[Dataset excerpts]
=-=-=-=-=

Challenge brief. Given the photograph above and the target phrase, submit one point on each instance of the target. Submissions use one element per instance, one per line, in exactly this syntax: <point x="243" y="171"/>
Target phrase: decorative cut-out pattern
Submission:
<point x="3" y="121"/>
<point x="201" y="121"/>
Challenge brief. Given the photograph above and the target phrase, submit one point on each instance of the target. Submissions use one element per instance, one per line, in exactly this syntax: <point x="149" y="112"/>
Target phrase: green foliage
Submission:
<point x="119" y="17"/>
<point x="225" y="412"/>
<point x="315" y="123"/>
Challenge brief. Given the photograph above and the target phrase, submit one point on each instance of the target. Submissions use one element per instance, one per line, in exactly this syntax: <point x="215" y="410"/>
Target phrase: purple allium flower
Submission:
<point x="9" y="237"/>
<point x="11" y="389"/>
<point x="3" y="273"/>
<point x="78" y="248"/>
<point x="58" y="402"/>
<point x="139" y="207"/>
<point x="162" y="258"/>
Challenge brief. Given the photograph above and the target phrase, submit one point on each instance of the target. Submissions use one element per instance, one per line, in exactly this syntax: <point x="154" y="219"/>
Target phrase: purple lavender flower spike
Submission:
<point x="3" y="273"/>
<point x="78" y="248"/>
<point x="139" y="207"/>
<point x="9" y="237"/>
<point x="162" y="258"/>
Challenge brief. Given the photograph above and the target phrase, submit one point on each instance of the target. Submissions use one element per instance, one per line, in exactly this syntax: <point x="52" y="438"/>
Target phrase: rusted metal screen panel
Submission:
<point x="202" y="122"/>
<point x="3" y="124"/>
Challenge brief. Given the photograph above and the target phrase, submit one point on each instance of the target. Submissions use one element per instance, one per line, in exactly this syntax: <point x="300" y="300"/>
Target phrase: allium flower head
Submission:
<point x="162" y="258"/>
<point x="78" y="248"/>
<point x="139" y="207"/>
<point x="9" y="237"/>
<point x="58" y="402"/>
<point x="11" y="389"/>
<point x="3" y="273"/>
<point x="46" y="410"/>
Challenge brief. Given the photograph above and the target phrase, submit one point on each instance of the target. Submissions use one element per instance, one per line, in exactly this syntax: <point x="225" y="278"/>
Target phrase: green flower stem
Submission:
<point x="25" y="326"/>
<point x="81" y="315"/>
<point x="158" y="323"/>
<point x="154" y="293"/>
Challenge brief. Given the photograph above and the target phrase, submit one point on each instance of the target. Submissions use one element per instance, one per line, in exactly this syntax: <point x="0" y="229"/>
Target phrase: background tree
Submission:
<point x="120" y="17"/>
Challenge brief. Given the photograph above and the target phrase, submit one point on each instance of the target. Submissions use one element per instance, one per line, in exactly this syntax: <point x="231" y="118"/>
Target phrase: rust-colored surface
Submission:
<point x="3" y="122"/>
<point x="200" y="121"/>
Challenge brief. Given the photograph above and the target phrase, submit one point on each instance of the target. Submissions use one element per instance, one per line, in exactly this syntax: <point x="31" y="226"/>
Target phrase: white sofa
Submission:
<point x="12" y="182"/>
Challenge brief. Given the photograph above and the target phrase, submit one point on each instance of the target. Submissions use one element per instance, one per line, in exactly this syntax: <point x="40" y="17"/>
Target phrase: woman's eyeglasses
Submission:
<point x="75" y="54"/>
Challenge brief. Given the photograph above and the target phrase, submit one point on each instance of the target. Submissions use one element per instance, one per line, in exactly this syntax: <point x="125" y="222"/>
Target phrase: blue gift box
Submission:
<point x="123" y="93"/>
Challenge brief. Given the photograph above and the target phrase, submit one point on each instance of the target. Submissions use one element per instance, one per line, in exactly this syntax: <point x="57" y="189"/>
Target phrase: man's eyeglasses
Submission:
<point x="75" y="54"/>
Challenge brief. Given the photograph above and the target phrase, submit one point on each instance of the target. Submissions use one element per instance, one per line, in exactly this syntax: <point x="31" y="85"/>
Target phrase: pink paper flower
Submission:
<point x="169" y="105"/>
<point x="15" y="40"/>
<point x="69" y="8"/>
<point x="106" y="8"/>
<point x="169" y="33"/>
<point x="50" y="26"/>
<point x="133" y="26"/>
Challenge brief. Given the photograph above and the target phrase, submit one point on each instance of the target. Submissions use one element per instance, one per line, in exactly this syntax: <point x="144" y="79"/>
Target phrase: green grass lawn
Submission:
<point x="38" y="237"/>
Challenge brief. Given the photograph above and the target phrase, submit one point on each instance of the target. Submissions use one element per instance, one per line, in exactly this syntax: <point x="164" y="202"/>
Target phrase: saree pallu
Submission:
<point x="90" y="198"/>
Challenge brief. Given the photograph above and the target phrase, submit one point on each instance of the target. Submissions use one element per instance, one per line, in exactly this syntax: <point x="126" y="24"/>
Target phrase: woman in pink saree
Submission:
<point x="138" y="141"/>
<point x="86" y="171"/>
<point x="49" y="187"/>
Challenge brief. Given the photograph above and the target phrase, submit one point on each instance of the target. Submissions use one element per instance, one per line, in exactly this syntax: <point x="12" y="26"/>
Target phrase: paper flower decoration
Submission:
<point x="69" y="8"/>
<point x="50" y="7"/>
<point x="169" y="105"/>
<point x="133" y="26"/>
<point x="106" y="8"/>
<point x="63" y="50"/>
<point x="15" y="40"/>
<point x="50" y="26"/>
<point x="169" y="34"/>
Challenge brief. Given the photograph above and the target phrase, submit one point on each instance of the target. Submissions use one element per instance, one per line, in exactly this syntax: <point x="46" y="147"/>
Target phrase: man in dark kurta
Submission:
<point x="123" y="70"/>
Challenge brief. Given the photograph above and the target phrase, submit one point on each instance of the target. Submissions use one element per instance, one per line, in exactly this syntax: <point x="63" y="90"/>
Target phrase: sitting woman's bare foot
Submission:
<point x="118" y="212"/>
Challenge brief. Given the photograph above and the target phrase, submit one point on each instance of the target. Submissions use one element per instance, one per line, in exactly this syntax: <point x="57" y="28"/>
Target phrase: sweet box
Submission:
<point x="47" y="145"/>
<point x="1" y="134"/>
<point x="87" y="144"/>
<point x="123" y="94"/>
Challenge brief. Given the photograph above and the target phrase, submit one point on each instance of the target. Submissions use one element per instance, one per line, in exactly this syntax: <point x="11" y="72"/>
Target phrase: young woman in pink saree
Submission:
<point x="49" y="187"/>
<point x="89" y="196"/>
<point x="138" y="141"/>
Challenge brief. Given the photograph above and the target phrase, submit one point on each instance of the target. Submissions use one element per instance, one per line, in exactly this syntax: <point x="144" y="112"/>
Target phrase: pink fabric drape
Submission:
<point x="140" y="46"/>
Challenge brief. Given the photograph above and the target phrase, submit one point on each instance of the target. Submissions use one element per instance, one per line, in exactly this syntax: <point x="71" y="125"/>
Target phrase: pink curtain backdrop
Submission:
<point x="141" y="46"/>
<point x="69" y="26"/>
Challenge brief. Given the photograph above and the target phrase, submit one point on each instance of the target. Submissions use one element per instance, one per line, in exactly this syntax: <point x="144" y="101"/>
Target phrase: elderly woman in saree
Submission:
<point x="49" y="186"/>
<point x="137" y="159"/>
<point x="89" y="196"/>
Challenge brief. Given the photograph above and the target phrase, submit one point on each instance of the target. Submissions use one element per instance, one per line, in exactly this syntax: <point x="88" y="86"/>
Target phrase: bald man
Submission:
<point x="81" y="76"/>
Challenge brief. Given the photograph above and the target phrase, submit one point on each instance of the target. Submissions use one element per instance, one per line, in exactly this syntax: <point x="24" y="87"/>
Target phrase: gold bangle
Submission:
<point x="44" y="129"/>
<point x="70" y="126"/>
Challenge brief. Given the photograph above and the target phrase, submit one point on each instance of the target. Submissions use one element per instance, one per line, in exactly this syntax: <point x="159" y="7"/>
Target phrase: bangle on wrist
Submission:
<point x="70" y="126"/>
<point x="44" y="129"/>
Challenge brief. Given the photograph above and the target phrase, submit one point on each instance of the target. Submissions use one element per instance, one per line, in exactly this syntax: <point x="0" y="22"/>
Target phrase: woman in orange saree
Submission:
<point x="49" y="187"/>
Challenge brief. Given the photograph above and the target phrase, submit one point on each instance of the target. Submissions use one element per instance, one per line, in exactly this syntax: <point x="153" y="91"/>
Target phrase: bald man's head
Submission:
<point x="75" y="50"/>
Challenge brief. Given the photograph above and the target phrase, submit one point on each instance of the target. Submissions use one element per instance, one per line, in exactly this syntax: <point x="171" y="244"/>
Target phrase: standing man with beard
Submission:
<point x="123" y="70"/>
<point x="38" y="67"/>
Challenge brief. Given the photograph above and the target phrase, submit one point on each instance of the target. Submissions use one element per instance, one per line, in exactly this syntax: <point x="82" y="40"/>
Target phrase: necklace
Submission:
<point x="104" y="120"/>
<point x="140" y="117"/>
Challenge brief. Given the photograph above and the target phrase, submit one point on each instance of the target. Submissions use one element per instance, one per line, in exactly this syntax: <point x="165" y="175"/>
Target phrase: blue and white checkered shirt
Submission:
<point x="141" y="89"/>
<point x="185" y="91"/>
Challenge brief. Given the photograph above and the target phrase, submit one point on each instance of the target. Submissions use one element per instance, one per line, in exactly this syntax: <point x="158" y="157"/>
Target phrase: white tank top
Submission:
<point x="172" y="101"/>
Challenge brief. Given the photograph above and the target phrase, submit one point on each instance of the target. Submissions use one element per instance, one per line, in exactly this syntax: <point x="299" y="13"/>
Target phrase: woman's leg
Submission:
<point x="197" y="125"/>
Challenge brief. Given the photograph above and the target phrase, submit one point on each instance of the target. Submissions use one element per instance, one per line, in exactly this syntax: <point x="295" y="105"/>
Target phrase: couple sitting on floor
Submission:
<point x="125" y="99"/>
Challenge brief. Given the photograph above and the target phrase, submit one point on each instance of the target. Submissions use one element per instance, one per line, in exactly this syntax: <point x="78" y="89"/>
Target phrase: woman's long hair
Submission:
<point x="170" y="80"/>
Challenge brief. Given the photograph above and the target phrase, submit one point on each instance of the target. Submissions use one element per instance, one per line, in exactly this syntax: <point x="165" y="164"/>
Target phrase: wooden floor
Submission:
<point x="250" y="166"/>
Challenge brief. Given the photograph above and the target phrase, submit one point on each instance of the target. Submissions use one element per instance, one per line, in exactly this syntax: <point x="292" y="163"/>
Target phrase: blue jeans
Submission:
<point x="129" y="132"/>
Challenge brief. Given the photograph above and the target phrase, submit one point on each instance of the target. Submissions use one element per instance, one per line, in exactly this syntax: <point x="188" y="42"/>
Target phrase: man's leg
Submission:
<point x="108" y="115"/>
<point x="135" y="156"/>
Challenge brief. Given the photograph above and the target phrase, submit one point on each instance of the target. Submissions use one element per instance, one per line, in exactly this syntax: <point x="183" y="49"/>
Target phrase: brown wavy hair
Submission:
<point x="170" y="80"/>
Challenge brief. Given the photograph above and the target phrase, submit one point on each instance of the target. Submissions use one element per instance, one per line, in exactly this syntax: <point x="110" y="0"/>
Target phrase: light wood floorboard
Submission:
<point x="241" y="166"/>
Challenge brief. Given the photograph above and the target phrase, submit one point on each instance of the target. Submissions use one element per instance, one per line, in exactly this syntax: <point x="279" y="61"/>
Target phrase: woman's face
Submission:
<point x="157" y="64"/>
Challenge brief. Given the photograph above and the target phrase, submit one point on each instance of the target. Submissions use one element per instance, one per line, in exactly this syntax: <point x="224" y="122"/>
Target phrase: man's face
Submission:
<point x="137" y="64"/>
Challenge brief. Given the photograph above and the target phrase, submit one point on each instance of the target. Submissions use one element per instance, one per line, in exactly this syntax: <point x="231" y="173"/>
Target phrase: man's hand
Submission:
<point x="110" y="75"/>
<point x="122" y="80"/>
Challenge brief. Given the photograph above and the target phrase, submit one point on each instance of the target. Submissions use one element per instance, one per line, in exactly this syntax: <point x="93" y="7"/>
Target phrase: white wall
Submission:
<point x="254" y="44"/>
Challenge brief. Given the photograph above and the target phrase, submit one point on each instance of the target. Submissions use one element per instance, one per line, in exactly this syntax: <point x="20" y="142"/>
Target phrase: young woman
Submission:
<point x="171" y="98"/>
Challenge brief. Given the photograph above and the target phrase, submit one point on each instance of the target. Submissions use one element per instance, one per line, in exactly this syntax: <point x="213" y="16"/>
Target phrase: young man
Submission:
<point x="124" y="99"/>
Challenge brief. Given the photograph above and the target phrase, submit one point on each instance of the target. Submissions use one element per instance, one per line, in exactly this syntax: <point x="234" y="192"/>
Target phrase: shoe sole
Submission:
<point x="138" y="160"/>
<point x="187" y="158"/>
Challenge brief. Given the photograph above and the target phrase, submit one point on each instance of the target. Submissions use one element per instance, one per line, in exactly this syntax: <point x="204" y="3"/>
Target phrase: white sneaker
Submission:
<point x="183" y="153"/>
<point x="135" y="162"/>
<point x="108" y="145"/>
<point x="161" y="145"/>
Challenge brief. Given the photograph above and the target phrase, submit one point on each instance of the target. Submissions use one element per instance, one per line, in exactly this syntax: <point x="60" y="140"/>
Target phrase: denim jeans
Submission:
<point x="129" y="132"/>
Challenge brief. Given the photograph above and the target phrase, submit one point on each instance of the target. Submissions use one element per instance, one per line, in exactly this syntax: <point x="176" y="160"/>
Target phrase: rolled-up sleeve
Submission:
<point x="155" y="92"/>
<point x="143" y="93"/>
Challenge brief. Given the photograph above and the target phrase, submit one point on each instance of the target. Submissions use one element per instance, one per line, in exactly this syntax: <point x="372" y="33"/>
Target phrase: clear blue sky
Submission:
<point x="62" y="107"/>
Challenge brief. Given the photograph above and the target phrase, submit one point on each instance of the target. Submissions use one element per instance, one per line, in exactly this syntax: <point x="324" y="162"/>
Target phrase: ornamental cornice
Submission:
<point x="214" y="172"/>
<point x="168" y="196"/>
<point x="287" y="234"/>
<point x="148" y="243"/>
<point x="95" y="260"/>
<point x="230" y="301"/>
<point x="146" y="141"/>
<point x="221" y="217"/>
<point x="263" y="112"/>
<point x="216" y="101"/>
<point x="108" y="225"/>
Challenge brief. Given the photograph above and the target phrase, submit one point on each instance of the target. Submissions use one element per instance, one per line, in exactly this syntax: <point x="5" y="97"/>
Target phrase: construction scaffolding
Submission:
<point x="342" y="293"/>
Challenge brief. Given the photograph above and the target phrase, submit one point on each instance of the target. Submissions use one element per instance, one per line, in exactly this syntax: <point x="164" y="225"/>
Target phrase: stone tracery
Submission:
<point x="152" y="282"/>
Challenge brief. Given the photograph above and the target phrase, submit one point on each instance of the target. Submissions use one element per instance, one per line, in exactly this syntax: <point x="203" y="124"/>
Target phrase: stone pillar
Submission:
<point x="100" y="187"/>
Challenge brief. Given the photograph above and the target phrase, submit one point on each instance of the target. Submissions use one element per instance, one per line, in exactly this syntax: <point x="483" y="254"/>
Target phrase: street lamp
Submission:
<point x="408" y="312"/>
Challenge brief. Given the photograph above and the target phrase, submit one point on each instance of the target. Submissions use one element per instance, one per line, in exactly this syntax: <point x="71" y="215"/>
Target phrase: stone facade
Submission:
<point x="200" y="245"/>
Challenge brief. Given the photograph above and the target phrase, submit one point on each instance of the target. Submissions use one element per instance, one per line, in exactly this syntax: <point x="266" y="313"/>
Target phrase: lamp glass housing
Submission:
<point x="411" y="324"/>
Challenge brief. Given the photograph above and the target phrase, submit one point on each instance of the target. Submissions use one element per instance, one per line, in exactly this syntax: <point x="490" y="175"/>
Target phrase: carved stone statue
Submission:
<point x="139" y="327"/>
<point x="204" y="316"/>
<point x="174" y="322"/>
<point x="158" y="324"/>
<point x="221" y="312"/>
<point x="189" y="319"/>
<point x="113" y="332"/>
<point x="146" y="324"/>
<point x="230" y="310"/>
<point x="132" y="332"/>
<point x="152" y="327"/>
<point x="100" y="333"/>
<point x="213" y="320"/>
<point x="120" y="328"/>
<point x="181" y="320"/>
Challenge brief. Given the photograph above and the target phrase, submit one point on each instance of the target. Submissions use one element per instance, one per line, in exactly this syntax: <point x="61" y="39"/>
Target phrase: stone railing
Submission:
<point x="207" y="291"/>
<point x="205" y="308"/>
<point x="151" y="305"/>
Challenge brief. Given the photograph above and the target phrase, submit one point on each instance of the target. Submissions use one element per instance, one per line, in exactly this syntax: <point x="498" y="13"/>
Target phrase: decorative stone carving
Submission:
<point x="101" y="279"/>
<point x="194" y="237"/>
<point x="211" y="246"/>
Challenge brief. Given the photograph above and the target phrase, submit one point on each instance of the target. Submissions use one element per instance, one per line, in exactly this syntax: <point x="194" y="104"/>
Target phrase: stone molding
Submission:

=-=-=-=-=

__What you should do__
Beginning with the line that has "Target phrase: white sneaker" and ending with the line that has "Target phrase: rolled-up sleeve", set down the lines above exactly and include no others.

__Result of this task__
Target phrase: white sneaker
Submission:
<point x="183" y="153"/>
<point x="135" y="162"/>
<point x="108" y="145"/>
<point x="161" y="145"/>
Challenge brief. Given the photograph above and the target phrase, submit one point on each instance of the target. Submissions use one element per instance, one per line, in exactly this syntax: <point x="60" y="140"/>
Target phrase: denim jeans
Submission:
<point x="129" y="132"/>
Challenge brief. Given the photograph above and the target phrase, submit one point on each instance of the target. Submissions use one element per instance, one per line, in exactly this syntax: <point x="176" y="160"/>
Target phrase: rolled-up sleeve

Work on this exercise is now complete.